▶ **Exercise passage**
┏━━

Grantham warns of Joe Biden stimulus further inflating epic bubble
In the waning days of Donald Trump’s presidency, Jeremy Grantham warned that U.S. stocks were in an epic bubble. He now predicts Joe Biden’s economic-recovery plan will propel them to perilous new heights, followed by an inevitable crash.
“We will have a few weeks of extra money and a few weeks of putting your last, desperate chips into the game, and then an even more spectacular bust,” Grantham, the value-investing legend and co-founder of Boston-based GMO, said in a Bloomberg “Front Row” interview. “When you have reached this level of obvious super-enthusiasm, the bubble has always, without exception, broken in the next few months, not a few years.”
Data show risk-taking exploded following the last round of pandemic-relief checks. Grantham has “no doubt” at least some of the $1.9 trillion in federal aid Biden is seeking from Congress will end up being spent on stocks instead of food or shelter.
He envisions a collapse rivaling the 1929 crash or the dot-com bust of 2000, when the Nasdaq Composite Index plunged almost 80% in 31 months.
Many investors argue today’s valuations are justified by the growth potential of transformative technologies and new business models. Grantham, 82, dismisses that argument as fanciful, and he rejects the popular theory that the Federal Reserve can cushion or even reverse the next slide with bond-buying that pumps more liquidity into financial markets.
“At the lowest rates in history, you don’t have a lot in the bank to throw on the table, do you?” he said.
Perma-Bear
For now, however, stocks keep rising to records and Grantham’s reputation as a perma-bear who misses out on rallies only grows.
GMO’s cautious stance has been costly. Assets under management fell by tens of billions of dollars during the decade-long bull market, as the firm steered clear of growth stocks. Then in April, GMO doubled down, insulating its portfolios from directional bets on the market and largely missing out on the second leg of the 2020 rebound.
Even before the pandemic, Grantham thought the economy was on shaky ground. He was concerned about the steady decline in U.S. productivity, skeptical that Fed policy had achieved much beyond widening the inequality gap and worried that the profit-at-all-costs nature of American capitalism was destroying the environment and fraying the social fabric.

┗━━

▶ **Material supplied**
┏━━

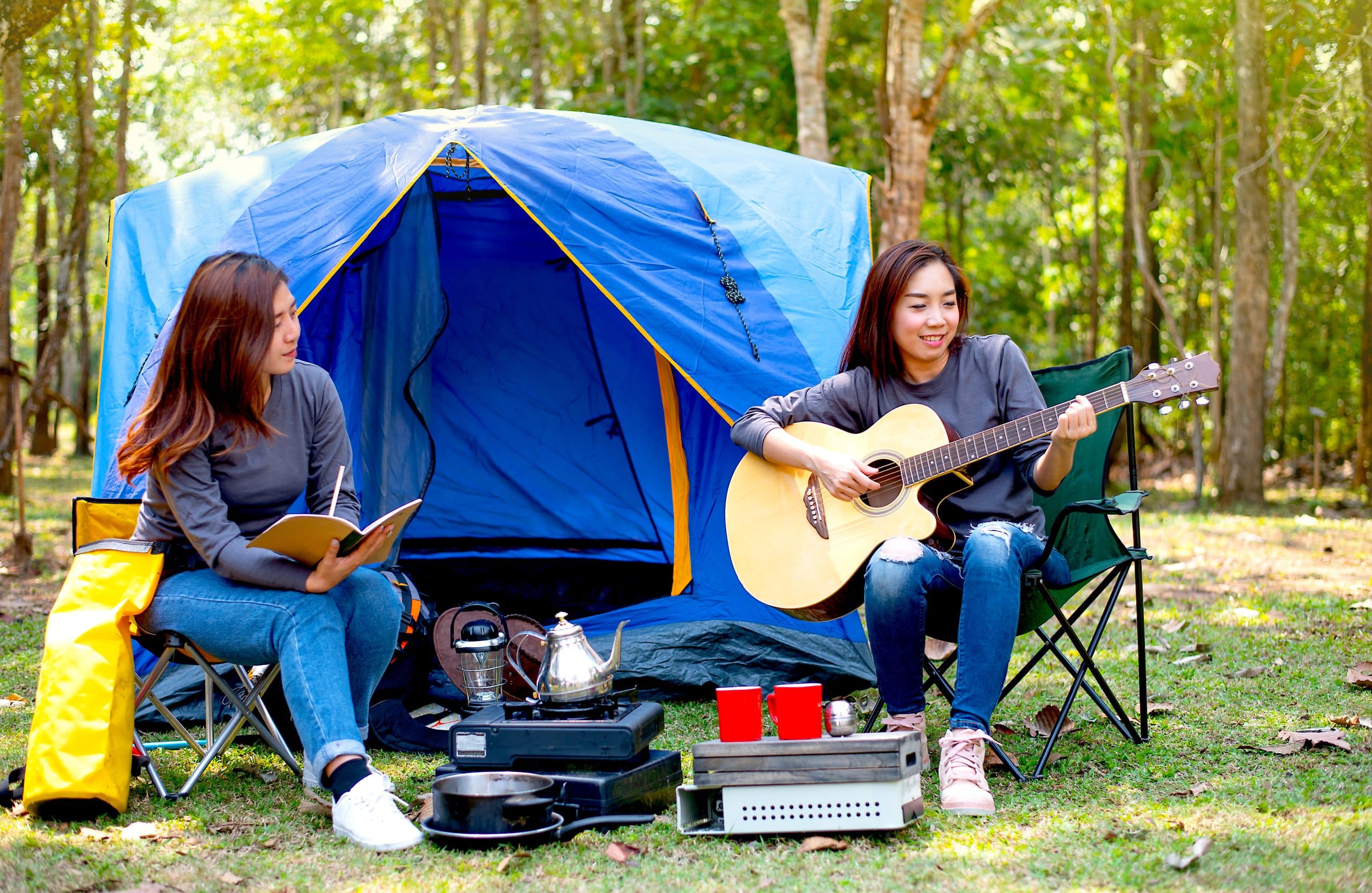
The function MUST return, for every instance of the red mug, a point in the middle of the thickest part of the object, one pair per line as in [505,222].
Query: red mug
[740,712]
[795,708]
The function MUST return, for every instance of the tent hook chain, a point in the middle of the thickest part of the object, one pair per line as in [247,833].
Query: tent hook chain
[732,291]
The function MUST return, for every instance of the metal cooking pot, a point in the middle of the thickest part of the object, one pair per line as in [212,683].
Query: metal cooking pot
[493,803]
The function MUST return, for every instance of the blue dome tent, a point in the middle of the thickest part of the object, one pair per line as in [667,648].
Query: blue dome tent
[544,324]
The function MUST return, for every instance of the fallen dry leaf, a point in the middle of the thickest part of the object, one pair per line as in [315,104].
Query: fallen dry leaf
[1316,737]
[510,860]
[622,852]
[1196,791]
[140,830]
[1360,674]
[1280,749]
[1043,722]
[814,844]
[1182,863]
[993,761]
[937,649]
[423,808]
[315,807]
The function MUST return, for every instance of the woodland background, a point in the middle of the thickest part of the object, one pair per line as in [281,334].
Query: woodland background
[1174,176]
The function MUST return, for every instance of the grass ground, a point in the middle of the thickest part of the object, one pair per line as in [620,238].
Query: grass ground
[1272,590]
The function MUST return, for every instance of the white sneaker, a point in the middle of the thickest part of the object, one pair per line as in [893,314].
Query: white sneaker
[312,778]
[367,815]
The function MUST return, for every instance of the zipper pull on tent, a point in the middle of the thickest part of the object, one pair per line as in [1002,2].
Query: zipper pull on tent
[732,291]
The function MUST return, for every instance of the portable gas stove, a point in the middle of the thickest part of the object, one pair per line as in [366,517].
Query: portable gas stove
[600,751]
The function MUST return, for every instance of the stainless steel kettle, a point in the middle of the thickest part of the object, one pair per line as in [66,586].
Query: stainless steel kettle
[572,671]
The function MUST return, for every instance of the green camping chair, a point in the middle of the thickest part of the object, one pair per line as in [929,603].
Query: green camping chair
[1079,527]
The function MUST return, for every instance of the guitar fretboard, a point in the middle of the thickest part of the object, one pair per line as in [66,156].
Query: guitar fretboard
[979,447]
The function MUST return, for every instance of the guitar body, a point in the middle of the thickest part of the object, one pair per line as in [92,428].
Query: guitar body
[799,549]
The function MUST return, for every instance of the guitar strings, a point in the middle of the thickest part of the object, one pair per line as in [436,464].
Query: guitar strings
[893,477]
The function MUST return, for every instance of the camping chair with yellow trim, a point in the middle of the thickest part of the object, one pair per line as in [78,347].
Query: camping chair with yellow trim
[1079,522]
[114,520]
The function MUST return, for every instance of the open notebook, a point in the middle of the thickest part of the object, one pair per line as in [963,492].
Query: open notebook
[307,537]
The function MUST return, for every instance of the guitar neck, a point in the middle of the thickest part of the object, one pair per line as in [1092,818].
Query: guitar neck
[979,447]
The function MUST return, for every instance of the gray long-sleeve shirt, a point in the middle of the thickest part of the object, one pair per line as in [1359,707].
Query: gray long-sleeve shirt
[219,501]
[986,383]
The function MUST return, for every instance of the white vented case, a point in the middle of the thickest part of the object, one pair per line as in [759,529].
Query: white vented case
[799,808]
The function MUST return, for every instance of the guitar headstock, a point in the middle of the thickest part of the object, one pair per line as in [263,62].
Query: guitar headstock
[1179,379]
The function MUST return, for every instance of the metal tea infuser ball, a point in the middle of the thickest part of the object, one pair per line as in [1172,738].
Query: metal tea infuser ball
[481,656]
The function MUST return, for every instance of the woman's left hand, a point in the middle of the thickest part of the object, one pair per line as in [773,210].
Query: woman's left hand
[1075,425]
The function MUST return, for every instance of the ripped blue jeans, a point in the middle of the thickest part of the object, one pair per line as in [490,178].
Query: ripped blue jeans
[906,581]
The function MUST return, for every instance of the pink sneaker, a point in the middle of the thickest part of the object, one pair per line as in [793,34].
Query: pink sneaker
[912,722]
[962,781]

┗━━

▶ **Work instruction 1**
From the Grantham article, copy the passage starting with "Data show risk-taking" and going on through "food or shelter.".
▶ **Work instruction 2**
According to the Grantham article, how far did the Nasdaq Composite Index plunge during the dot-com bust of 2000, and over what period?
▶ **Work instruction 3**
Render this sentence from the Grantham article into Spanish: "Even before the pandemic, Grantham thought the economy was on shaky ground."

▶ **Your solution 1**
Data show risk-taking exploded following the last round of pandemic-relief checks. Grantham has “no doubt” at least some of the $1.9 trillion in federal aid Biden is seeking from Congress will end up being spent on stocks instead of food or shelter.

▶ **Your solution 2**
Almost 80% in 31 months.

▶ **Your solution 3**
Incluso antes de la pandemia, Grantham pensaba que la economía se encontraba en terreno inestable.